Records from a data collection:
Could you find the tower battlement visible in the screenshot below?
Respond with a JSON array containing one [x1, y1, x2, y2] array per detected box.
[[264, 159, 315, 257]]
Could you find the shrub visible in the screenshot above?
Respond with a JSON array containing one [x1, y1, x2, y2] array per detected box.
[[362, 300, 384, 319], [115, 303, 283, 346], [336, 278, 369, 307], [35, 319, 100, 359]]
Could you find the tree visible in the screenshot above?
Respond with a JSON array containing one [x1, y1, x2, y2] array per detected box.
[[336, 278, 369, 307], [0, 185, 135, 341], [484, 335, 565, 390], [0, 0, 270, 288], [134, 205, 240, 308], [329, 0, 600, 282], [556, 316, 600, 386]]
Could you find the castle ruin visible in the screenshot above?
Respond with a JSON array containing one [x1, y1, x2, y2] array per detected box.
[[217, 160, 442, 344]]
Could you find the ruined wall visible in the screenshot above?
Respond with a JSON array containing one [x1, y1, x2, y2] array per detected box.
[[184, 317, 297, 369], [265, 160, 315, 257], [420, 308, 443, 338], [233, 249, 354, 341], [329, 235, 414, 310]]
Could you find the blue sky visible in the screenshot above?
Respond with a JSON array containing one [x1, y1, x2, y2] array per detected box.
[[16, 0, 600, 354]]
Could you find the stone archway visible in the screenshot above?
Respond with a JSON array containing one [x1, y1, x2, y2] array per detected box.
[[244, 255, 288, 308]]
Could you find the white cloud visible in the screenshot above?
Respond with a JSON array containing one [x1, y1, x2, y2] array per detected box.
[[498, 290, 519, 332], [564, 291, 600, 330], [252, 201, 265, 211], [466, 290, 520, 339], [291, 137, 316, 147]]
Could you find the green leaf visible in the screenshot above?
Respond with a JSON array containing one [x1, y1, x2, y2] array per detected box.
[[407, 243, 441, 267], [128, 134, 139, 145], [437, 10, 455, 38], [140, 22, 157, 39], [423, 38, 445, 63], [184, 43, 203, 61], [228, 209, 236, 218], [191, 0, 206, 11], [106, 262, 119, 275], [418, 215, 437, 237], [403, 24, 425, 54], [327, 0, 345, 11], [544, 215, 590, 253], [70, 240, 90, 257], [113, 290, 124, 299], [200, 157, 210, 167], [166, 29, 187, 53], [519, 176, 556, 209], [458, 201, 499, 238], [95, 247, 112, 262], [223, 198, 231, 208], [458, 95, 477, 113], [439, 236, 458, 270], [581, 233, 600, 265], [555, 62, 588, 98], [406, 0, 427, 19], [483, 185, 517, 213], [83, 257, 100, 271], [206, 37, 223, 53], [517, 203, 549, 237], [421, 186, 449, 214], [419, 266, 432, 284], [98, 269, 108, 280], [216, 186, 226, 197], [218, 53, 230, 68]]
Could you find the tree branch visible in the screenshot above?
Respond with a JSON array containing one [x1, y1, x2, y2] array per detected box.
...
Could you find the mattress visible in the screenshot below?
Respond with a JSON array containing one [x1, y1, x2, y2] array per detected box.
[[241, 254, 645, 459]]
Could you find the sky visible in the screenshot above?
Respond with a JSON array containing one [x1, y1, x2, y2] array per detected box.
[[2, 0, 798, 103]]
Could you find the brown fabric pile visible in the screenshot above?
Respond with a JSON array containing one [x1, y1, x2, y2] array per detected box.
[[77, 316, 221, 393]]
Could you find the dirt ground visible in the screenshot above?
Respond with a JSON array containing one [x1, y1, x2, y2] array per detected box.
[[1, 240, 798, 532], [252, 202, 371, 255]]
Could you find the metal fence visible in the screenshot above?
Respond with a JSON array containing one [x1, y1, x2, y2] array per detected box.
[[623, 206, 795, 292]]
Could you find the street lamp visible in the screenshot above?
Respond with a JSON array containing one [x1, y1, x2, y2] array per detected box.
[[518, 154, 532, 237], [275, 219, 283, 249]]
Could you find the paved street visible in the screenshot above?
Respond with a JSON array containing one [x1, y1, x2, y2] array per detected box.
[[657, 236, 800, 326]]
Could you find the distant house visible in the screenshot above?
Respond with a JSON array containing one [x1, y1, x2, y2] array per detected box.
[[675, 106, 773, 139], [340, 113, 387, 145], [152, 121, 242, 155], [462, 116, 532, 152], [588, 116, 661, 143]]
---
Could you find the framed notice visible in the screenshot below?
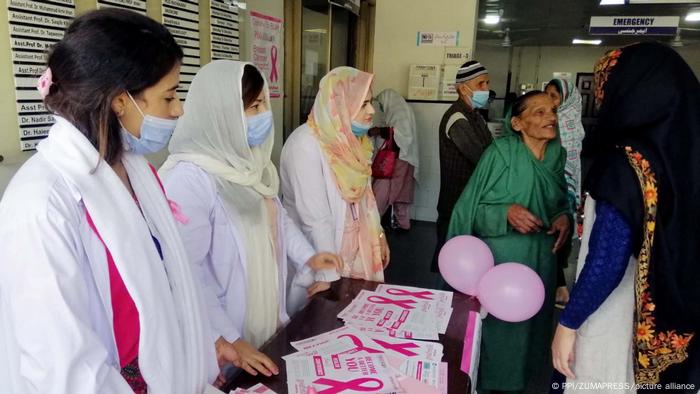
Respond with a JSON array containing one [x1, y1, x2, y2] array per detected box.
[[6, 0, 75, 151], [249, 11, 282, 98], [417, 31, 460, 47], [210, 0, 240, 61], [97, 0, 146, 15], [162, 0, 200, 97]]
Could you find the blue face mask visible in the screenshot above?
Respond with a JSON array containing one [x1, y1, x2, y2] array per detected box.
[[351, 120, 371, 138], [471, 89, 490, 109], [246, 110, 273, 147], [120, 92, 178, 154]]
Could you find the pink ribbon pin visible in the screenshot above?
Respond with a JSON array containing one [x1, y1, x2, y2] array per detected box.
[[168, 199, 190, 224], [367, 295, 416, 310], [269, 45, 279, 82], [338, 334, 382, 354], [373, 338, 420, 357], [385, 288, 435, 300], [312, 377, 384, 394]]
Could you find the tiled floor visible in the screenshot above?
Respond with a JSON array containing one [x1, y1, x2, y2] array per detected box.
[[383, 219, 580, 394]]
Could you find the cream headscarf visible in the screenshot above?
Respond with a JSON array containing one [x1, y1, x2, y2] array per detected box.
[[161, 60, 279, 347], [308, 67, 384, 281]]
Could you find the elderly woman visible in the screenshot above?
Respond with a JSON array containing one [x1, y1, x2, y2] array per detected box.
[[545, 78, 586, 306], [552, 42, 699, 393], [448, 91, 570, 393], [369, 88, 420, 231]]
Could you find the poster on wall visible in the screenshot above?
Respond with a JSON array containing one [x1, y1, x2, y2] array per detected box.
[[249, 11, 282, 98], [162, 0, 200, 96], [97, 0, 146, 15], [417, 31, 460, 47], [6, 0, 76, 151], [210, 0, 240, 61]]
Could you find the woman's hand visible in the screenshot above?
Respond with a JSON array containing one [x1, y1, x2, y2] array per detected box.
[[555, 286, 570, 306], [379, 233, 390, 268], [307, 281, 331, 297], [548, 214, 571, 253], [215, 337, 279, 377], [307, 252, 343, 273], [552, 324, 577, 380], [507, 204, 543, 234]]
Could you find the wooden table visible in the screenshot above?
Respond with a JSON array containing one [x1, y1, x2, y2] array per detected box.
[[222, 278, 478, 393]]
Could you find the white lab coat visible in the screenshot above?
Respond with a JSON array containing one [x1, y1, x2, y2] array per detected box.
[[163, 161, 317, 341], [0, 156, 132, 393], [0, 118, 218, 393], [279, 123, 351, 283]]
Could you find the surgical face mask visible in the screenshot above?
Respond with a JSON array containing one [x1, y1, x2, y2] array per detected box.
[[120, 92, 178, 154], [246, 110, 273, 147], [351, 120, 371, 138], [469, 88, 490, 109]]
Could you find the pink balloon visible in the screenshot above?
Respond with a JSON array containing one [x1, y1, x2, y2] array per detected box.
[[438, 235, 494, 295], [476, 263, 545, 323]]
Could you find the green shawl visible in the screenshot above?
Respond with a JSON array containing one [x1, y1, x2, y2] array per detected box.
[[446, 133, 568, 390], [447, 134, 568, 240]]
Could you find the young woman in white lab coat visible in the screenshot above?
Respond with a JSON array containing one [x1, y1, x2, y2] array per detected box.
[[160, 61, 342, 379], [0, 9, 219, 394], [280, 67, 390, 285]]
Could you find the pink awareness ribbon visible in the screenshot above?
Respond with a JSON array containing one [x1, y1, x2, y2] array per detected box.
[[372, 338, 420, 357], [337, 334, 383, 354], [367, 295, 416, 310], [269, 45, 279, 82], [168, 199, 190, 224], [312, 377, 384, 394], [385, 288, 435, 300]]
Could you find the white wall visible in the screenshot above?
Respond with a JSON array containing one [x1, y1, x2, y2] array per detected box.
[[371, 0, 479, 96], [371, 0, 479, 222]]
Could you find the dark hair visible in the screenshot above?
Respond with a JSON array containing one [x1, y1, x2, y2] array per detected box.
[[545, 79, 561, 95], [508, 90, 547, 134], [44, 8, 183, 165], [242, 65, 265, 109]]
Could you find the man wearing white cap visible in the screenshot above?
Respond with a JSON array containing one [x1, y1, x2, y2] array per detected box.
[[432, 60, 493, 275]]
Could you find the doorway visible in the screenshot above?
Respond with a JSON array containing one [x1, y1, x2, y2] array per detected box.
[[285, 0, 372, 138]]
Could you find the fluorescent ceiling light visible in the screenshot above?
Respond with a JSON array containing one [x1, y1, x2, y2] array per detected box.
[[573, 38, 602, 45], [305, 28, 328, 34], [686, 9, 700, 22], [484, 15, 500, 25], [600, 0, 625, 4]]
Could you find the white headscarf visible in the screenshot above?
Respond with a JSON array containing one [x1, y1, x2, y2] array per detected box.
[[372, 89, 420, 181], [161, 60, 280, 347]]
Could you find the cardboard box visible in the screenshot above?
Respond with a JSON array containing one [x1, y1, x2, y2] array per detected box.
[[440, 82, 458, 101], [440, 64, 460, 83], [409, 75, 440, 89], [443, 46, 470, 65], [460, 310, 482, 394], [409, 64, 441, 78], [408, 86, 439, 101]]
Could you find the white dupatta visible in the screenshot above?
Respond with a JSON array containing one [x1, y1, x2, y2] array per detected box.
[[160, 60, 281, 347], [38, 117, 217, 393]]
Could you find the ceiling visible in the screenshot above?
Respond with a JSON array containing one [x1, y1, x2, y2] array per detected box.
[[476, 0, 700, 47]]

*Activity*: Find the number of lines in the records that contain "street", and write that number only.

*Response to the exercise*: 2